(Text provided):

>> START

In the eastern Syrian city of Mayadin, an Islamic State supporter who goes by the name of Abu Hamza al-Masri, said the militants had set up checkpoints in the last few months demanding money from passing cars and trucks. The money purportedly goes into a 'zakat' or 'alms' fund, but Abu Hamza admitted some sums go to pay bonuses or salaries of fighters.
"Passengers are asked to open their wallets ... in some instances they are threatened at gunpoint if they resist," said another Syrian secular activist in Deir ez-Zor contacted by Reuters via Whatsapp.
But extortion is not Islamic State's top money-spinner.
Analysts and activists say the majority of the group's money comes from oil sales to local traders from wells under Islamic State control.
Luay Al-Khatteeb, a visiting fellow at the Brookings Doha Center who has done extensive research into Islamic State's oil smuggling, says the group now has access to five oilfields in Iraq, each of which have between 40 to 70 oil wells.
"They deal with a sophisticated network of middle men, some of whom are affiliated with the (Iraqi) oil companies. They have to pay various checkpoints to move around all these oil convoys and specifically to export the oil to Turkey," Khatteeb said.
"It is estimated that now, after recent territory losses, they can produce give or take 25,000 bpd, easily getting them about $1.2 million a day, on and off, even if they sell at a discount price of $25-$60 a barrel," Khatteeb said.
This volume of oil production would be on par with a small offshore field on the north slope of Alaska.
A high-level Iraqi security official put the number of oilfields under the group's control at four, with a fifth in contest between them and Kurdish peshmerga forces.
The group appears to have chosen areas of conquest carefully, with an eye to funding.
In the Syrian province of Raqqa, a stronghold of the group, the militants made sure they could effectively manage the area before moving on to conquer territory across the border in Iraq. They moved into Fallujah in Iraq's Anbar province in early 2014, before reaching Mosul in June, a major urban center.
"It's about controlling financial nodes. It's controlling commercial centres, it's controlling roads for checkpoints and there's no surprise in that, because there's significant value in that control. And the more finance you earn, the more you can develop. It's a reinforcing circuit," said Tom Keatinge, a finance and security analyst at the Royal United Services Institute (RUSI).
"There's no point in controlling acres of desert. You want to control the financial nodes so that you can continue to expand. You don't want to spread yourself too thin financially before you can operate effectively in an expanded area."
Documents from al-Qaida in Iraq captured by US forces near Iraq's Sinjar town in 2007 included reams of finance and expense reports, showing the group, a predecessor of Islamic State, "relied heavily on voluntary donations", says a 2008 report by West Point's Combating Terrorism Center.
The report, "Bombers, Bank Accounts and Bleedout", said the "financial reports and receipts in the Sinjar documents show that the Islamic State of Iraq relied on three sources of funding: transfers from other leaders in al-Qaida in Iraq, money foreign suicide bombers brought with them and fundraising from local Iraqis." The study said it was unclear from the documents whether the funds from locals were given voluntarily.
The bureaucratic obsession with accounting proved ironic - while it helped the group track funds, the documents, once in the hands of the US military, helped Washington understand how the financing worked - from the operatives who moved money, to the ones who donated money, to how the money was spent.
One lesson learned, the Sinjar documents show, was the need for more reliable financing, especially with countries trying harder to disrupt the flow of funds, Keatinge said.

>> END

(Material):

>> START

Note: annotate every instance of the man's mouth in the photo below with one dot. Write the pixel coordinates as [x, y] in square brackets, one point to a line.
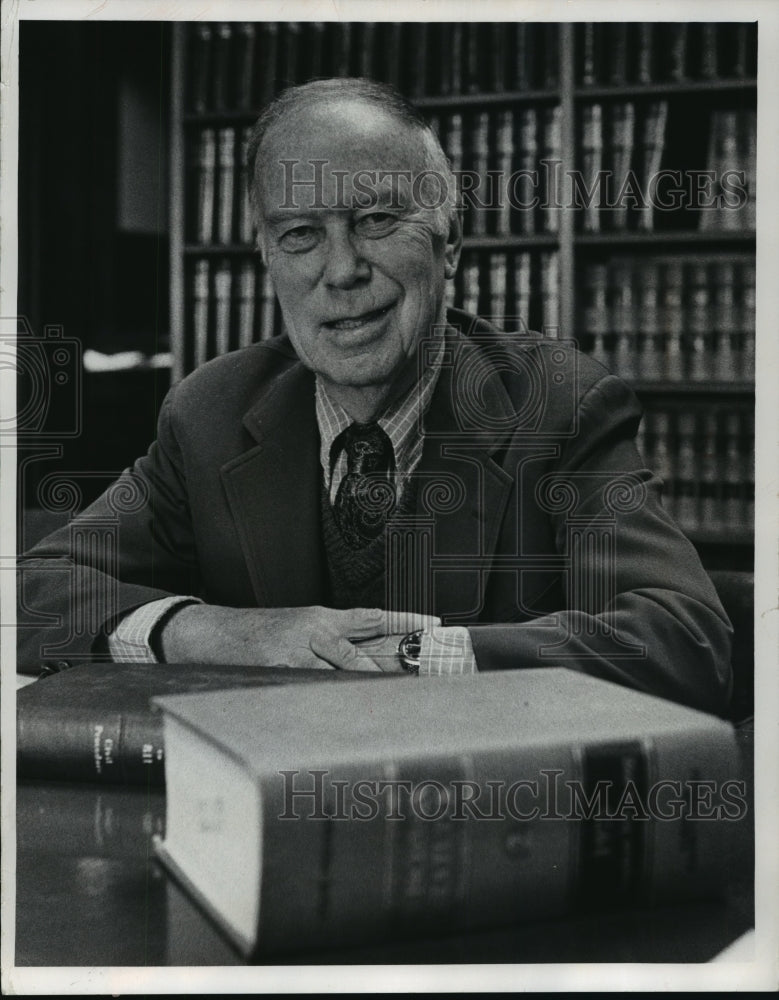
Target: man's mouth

>> END

(Request A):
In the passage on Islamic State funding, how many oilfields in Iraq does Luay Al-Khatteeb say the group can access?
(Request B):
Decide whether each statement agrees with the passage on Islamic State funding, answering yes or no and quoting the deciding words:
(i) Abu Hamza al-Masri said all checkpoint money goes into the alms fund.
(ii) The militants moved into Fallujah before reaching Mosul.
(iii) US forces captured the al-Qaida in Iraq documents near Sinjar in 2007.

(Full output A):
Five oilfields, each with between 40 and 70 oil wells.

(Full output B):
(i) No: "Abu Hamza admitted some sums go to pay bonuses or salaries of fighters"
(ii) Yes: "They moved into Fallujah in Iraq's Anbar province in early 2014, before reaching Mosul in June"
(iii) Yes: "captured by US forces near Iraq's Sinjar town in 2007"